ABOUT THIS TASK: Scan the data, and whenever a line contains "sneaker", copy it.

[Stored data entries]
---

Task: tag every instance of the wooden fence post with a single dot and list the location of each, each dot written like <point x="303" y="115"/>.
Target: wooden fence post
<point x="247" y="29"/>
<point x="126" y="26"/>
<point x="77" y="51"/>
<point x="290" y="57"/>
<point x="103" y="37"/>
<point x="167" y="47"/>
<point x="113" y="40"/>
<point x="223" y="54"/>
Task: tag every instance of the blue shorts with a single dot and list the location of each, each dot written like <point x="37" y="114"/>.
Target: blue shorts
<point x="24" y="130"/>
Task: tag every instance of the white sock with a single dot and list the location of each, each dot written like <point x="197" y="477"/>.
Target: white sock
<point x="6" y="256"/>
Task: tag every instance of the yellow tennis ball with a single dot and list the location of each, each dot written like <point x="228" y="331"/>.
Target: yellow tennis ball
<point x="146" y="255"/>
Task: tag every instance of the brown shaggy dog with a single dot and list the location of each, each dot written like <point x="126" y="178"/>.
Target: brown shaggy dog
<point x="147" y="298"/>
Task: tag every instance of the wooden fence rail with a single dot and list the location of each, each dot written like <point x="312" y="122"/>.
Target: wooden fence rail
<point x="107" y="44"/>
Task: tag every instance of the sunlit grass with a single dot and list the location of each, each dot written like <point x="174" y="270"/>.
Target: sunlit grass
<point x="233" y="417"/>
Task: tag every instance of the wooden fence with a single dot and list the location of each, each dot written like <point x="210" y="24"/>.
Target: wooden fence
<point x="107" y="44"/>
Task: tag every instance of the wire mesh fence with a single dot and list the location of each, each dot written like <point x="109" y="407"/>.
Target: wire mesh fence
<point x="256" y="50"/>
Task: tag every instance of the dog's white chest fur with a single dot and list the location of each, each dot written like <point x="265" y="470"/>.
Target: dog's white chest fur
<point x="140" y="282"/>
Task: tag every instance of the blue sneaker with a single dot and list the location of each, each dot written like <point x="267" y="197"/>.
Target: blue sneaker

---

ANSWER SPACE:
Task: tag every instance of the blue sneaker with a single dot and list the location of each, each dot written like <point x="267" y="197"/>.
Target: blue sneaker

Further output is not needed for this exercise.